Кроме того, существует языковая сложность с восприятием понятия «справедливая война». Концепт bellum justum или just war может быть переведён на русский язык и как «справедливая» война, и как «обоснованная» война, и как «правовая» или «законная» война. В европейских языках этические и правовые коннотации соединяются в понятии справедливости, сама мораль наделяется правовым содержанием. Такая правовая трактовка этики не характерна для русского языка и русской мысли. Этическая составляющая в понятии справедливой войны занимает для нас доминирующее положение по отношению к правовой. Это затрудняет мышление в категориях справедливой войны, поскольку в моральном плане любая война представляется неприемлемой и несправедливой по определению. Вследствие этого все, кто говорит о справедливой войне, причисляются к циничным милитаристам, прикрывающим свои агрессивные замыслы благовидным рассуждениями об этике.
Само словосочетание «справедливая война» не свойственно русскому языку, равно как и представление, что справедливой можно назвать войну, которая ведётся по каким-то правилам. Скорее сам духовный характер войны будет говорить о её оправданности. В большей степени мы привыкли давать моральное оправдание войне, определяя её как «священную», «отечественную» или «народную». Война получает легитимацию только тогда, когда сакрализируется и становится делом всего народа. Кроме того, такая война воспринимается как вынужденная, оборонительная или превентивная[8]. То есть, войны, которые ведёт Россия, справедливы в том числе и потому, что ей приходится отбиваться от врагов или предотвращать их вероломные атаки. В противном случае она не будет считаться обоснованной, её не одобрят современники и забудут потомки, что и произошло практически со всеми конфликтами, в которых участвовал СССР и Россия после Второй мировой войны.

☆ ☆ ☆ ☆ ☆ ☆ ☆

» ЗАДАНИЕ: Какими вариантами, согласно тексту о справедливой войне, можно перевести на русский язык концепт bellum justum?

» МАТЕРИАЛ:

☆ ☆ ☆ ☆ ☆ ☆ ☆

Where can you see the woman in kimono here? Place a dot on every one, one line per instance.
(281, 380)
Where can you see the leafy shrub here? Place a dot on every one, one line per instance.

☆ ☆ ☆ ☆ ☆ ☆ ☆

» ОТВЕТ: Как «справедливая», «обоснованная», «правовая» или «законная» война.